→ **Written task**:
Pull out each line below that contains the word "glass", copying every such line in full.

→ **Information shown**:
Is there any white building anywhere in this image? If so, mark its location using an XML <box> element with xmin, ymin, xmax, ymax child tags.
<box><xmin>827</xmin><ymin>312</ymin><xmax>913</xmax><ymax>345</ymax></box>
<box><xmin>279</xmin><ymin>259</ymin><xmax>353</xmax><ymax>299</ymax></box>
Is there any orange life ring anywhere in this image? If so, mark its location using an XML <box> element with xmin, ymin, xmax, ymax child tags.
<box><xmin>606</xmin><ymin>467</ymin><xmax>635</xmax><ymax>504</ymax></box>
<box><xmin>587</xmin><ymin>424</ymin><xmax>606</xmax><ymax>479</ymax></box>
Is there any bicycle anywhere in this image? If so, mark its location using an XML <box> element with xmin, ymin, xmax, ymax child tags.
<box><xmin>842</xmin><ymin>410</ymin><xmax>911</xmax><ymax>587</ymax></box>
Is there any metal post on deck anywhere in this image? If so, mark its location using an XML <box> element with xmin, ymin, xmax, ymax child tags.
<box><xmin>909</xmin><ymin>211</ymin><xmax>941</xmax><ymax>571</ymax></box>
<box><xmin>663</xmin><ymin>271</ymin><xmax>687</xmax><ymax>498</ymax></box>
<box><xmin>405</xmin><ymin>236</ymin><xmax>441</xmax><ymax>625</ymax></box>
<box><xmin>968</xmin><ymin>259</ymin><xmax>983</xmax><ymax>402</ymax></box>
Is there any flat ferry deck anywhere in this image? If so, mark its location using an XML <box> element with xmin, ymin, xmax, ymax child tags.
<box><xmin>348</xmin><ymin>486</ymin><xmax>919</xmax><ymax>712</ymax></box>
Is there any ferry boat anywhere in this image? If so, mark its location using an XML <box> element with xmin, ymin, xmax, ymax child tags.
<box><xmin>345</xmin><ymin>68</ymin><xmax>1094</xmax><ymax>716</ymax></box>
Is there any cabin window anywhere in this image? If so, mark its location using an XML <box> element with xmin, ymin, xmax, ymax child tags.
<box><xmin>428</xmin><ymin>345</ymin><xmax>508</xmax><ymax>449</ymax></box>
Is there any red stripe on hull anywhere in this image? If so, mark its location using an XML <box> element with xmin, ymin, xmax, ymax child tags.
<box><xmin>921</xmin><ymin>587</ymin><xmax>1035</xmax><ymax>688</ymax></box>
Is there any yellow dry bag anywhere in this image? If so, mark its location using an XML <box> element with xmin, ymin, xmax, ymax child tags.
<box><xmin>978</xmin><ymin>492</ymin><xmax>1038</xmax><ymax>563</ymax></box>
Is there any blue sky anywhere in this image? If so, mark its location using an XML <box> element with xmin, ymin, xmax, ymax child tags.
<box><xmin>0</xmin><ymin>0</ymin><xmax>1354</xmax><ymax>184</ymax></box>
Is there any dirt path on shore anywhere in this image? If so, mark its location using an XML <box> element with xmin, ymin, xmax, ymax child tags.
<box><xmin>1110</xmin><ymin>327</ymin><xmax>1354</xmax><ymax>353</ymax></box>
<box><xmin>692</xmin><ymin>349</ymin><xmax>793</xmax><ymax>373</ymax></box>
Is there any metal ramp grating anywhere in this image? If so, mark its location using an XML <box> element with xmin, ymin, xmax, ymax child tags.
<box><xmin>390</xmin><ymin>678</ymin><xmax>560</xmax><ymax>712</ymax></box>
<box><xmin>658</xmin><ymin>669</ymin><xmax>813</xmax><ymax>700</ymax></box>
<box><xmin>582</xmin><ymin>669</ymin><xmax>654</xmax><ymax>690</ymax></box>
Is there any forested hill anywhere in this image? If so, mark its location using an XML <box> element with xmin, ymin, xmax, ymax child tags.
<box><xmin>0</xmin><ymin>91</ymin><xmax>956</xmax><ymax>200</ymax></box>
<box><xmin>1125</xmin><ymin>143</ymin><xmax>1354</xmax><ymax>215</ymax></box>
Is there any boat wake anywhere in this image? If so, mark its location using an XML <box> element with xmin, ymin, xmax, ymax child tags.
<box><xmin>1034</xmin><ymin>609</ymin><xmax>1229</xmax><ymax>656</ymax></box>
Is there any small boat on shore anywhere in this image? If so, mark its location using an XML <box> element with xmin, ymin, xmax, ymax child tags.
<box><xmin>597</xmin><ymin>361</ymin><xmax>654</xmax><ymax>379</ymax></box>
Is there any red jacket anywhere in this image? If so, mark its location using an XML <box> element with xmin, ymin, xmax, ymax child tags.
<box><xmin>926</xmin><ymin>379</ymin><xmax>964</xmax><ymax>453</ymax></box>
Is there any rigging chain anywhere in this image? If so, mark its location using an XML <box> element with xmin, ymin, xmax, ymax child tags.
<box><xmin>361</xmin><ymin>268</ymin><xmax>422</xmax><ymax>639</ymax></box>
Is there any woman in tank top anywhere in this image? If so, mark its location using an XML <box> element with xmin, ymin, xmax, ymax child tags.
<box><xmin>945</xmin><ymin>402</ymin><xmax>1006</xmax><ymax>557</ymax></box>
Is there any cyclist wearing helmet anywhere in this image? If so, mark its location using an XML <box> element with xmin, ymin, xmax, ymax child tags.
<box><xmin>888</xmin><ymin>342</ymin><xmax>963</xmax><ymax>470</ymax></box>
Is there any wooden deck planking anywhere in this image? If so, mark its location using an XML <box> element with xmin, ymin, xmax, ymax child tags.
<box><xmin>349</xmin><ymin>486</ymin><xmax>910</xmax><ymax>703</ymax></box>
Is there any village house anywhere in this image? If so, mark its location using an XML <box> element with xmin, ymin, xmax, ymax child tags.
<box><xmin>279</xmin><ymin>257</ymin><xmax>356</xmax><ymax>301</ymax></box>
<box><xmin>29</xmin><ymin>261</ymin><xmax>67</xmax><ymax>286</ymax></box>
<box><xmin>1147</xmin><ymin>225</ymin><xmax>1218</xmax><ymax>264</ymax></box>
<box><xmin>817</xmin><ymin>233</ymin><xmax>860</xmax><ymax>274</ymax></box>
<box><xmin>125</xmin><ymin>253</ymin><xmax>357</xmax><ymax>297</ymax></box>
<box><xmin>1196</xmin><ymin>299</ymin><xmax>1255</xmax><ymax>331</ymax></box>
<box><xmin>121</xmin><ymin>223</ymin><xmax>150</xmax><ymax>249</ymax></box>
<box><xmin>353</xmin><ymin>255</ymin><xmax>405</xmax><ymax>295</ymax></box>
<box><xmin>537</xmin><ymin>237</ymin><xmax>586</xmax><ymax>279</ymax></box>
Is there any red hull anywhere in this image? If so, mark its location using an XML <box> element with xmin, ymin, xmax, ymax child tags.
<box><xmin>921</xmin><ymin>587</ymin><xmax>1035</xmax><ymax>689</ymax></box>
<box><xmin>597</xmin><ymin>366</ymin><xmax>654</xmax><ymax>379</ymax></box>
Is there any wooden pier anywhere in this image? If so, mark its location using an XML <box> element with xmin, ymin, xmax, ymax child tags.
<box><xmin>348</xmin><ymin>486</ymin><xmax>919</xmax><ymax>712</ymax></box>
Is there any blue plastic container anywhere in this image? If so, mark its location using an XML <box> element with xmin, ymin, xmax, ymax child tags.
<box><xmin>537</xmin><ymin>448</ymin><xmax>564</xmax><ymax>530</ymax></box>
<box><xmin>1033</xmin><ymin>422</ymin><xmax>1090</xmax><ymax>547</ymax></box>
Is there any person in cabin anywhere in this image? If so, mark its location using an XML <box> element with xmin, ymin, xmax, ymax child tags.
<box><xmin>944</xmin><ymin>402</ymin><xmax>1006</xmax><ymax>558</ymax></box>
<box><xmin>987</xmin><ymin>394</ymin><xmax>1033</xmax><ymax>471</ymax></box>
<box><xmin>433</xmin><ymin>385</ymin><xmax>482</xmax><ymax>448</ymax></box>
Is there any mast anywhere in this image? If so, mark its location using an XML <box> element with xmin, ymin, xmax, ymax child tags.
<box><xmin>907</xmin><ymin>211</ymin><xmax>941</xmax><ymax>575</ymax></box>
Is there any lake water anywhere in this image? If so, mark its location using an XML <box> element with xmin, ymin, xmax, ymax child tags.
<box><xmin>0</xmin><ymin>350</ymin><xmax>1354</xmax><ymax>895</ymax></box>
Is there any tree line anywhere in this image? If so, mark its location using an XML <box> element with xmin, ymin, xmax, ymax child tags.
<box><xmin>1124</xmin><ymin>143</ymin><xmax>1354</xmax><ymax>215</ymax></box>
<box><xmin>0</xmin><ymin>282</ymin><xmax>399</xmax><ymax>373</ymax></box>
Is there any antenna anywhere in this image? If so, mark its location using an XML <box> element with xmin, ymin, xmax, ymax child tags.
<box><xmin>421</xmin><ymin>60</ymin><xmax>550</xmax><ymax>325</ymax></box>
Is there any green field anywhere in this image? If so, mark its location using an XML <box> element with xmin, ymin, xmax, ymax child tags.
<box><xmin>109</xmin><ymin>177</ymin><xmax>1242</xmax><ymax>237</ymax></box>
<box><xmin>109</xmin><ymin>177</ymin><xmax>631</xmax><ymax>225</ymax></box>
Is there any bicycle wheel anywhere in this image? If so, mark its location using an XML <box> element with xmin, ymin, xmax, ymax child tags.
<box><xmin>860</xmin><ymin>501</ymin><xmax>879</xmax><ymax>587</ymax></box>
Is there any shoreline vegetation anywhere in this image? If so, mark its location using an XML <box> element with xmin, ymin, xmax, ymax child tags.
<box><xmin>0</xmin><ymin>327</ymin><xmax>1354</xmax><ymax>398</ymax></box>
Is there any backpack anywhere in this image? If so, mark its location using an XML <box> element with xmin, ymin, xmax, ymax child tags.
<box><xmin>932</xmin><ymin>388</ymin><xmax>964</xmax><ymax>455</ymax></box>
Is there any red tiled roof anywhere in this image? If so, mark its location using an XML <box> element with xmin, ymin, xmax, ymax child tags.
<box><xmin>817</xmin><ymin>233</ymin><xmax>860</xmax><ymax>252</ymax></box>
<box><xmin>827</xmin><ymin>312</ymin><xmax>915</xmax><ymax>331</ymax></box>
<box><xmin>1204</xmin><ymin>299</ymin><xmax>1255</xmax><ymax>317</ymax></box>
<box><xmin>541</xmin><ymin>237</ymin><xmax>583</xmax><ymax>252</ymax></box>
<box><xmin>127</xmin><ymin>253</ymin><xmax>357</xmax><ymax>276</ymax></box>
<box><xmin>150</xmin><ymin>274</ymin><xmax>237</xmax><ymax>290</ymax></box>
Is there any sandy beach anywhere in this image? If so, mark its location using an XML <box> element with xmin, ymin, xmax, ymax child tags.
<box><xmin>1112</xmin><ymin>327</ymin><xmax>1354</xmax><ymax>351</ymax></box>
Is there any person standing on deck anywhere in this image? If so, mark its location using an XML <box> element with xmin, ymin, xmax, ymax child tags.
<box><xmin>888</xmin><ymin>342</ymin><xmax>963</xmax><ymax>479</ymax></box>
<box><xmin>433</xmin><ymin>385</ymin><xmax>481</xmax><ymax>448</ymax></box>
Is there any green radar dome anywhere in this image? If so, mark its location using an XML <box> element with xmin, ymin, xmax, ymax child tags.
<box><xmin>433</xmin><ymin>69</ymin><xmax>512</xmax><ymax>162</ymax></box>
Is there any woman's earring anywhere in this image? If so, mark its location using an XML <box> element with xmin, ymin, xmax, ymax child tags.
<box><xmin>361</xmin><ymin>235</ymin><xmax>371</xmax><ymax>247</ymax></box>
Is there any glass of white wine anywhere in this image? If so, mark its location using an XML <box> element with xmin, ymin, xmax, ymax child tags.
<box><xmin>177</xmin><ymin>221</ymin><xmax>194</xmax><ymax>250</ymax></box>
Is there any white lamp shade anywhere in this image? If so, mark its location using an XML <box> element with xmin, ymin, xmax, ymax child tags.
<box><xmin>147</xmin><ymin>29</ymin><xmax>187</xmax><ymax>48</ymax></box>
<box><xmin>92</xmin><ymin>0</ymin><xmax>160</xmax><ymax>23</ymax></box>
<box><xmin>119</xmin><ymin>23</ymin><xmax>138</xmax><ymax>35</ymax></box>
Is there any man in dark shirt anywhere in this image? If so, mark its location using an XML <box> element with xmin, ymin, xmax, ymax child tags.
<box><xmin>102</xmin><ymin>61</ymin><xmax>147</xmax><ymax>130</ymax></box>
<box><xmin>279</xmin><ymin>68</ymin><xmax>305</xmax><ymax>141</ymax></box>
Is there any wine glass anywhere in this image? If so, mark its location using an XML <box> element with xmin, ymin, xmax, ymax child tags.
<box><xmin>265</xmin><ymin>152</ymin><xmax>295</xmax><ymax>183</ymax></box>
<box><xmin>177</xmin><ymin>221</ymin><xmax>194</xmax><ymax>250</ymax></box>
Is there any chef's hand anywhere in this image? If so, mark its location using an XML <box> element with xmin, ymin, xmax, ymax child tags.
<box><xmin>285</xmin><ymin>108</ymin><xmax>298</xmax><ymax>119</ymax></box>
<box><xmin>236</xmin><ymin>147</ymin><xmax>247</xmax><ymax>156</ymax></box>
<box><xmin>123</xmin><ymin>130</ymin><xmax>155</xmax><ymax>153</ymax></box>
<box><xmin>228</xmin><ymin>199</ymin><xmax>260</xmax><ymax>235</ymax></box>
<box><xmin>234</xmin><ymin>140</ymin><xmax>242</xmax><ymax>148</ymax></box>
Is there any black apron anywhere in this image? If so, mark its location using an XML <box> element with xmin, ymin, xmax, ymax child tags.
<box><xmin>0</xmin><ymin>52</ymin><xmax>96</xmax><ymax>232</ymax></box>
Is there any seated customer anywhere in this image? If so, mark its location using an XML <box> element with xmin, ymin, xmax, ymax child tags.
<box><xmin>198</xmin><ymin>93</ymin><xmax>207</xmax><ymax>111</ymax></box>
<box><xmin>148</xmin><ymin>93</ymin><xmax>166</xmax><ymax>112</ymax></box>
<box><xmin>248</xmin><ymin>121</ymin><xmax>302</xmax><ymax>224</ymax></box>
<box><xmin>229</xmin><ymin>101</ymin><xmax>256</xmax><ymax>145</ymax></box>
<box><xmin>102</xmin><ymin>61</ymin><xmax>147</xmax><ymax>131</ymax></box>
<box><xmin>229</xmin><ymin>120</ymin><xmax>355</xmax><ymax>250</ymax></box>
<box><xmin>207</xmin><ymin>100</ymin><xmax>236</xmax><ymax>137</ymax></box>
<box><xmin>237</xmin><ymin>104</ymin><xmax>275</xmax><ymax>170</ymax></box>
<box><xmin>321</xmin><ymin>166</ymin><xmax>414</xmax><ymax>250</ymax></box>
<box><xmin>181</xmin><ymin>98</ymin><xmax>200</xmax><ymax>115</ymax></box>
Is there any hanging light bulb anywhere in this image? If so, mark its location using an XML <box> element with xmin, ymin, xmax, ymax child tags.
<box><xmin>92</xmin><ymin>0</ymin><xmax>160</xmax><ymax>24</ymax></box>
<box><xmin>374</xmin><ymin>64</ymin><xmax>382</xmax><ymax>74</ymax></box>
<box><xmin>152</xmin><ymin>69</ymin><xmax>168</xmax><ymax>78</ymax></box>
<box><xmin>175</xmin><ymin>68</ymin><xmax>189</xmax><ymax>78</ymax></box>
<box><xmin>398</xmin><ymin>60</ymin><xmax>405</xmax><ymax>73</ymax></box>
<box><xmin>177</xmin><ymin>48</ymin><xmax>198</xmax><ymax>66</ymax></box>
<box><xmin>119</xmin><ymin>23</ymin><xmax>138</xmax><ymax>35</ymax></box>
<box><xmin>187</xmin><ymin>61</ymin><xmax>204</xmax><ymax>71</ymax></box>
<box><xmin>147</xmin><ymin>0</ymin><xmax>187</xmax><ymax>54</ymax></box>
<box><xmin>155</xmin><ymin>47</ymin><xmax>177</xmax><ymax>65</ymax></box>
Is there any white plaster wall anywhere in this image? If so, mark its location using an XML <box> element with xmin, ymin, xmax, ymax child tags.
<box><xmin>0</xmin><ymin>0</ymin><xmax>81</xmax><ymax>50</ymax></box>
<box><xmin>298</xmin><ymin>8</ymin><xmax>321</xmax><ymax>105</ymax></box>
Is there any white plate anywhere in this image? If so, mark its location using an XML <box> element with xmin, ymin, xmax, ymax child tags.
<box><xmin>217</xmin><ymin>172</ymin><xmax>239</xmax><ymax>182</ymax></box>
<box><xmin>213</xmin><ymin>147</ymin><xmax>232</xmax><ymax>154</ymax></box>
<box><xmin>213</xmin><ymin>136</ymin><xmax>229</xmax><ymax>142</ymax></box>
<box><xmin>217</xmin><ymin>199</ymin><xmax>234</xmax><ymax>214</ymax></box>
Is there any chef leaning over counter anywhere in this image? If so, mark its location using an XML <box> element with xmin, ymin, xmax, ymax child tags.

→ **Problem solution**:
Is there any glass of white wine anywhere in this image? If so, mark its location using an XML <box> element with xmin, ymin, xmax, ymax child tags.
Is there any wine glass anywhere in this image? If so, mark its location using an XML <box> element with xmin, ymin, xmax, ymax child tags.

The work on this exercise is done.